_Source excerpt_
-- BEGIN --

The district court denied the defendant’s request for attorney’s fees under the Copyright Act and the Lanham Act that the defendant incurred from the time the case was remanded by the Second Circuit back to the district court. Plaintiff Silverstein commenced this action against Penguin Putnam, claiming that he owned a compilation copyright in Not Much Fun: The Lost Poems of Dorothy Parker, a collection of Dorothy Parker's previously uncollected poems, and that Penguin infringed this copyright by photocopying these poems from his book and reproducing them in a chapter of Penguin's book, Dorothy Parker: Complete Poems. The Second Circuit reversed the district court’s initial award of summary judgment on the copyright claim insofar as it was based on Not Much Fun's arrangement of poems and the edits that Silverstein made and the titles he gave to some of the poems. The Second Circuit also vacated the judgment that Silverstein's selection of poems was protectible, finding that issues of material fact existed as to whether Silverstein's decisions to include or exclude certain Parker works demonstrated creative judgment and, if so, whether such creativity was sufficient for copyright protection to attach. The Second Circuit remanded the case for resolution of these factual issues. After the remand, the parties renewed cross-motions for summary judgment. The court denied these motions, finding that issues of material fact existed for trial. After a bench trial, the court held that the plaintiff’s selection of all of the poems lacked creativity and was therefore not copyrightable, ruling in favor of Penguin.

-- END --

_Challenge 1_
According to the court summary, what is the title of Penguin's book?
The court summary has no connection to the entries that come after it.

[Part of a data file]
-- BEGIN --

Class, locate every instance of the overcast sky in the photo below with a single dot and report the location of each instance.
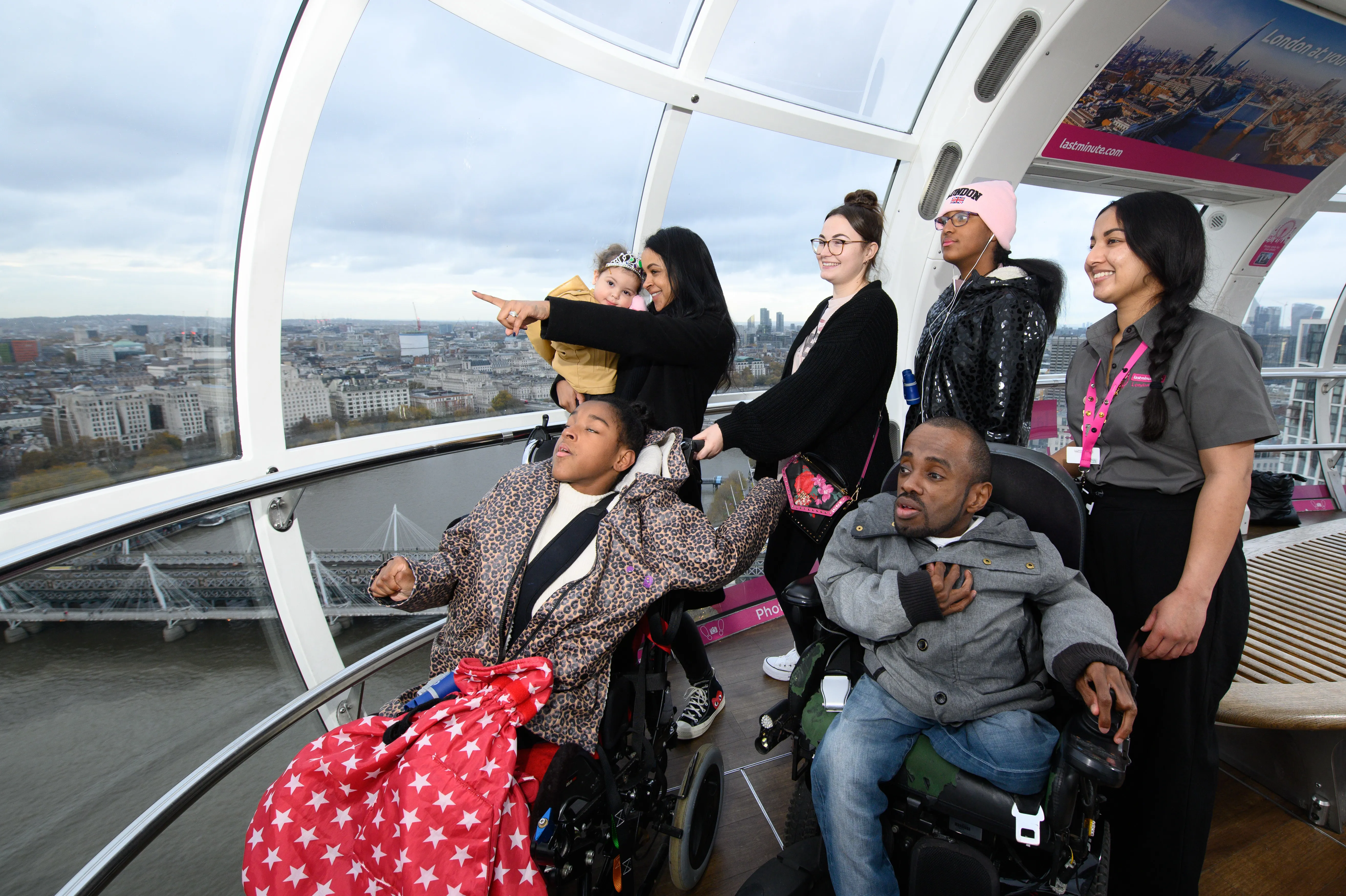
(128, 128)
(446, 161)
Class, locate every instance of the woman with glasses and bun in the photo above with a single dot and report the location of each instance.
(1165, 404)
(831, 399)
(986, 334)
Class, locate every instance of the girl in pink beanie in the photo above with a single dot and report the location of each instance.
(986, 334)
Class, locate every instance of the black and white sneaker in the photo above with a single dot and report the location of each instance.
(705, 701)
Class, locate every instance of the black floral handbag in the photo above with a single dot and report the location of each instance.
(819, 496)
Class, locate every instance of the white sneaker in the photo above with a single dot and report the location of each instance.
(780, 668)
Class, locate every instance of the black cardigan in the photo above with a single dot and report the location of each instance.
(670, 364)
(835, 402)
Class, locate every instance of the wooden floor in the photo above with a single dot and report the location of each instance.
(1259, 847)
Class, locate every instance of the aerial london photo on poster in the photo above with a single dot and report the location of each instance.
(1242, 92)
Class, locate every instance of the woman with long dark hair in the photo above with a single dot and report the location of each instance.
(672, 360)
(831, 399)
(1165, 405)
(983, 341)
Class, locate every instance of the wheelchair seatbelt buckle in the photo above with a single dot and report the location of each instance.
(1028, 829)
(544, 828)
(835, 691)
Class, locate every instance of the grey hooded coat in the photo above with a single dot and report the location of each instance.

-- END --

_Challenge 2_
Print the entries from the line containing "Class, locate every instance of the black and" through the last line of the entries, including both.

_Expected answer 1_
Dorothy Parker: Complete Poems

_Expected answer 2_
Class, locate every instance of the black and white sneaker in the photo above with a single dot and report the location of each instance.
(705, 701)
Class, locate every instance of the black floral handbag in the photo above with a single dot and report the location of each instance.
(819, 496)
Class, locate every instance of the white sneaker in the photo above with a single dot and report the location of each instance.
(780, 668)
Class, locate every instance of the black cardigan in the photo above with a single dot and report the location of each instance.
(670, 364)
(835, 402)
Class, locate every instance of the wooden floor in the photo above with a single dot and report the location of each instance.
(1259, 847)
Class, locate every instance of the aerial london photo on poster in the photo above with a single dot and report the location of each instance.
(1242, 92)
Class, locate every instance of the woman with long dark hair in the photo above with a single dot and report the location of each instance.
(672, 360)
(831, 399)
(1165, 405)
(983, 341)
Class, locate every instance of the wheelchair seatbelt buckle in the photo above with a single dot and report the location of each instance.
(1028, 829)
(544, 828)
(835, 691)
Class, locate every instance of the grey hooded coat in the photo above with a single dot and report the location of each instance.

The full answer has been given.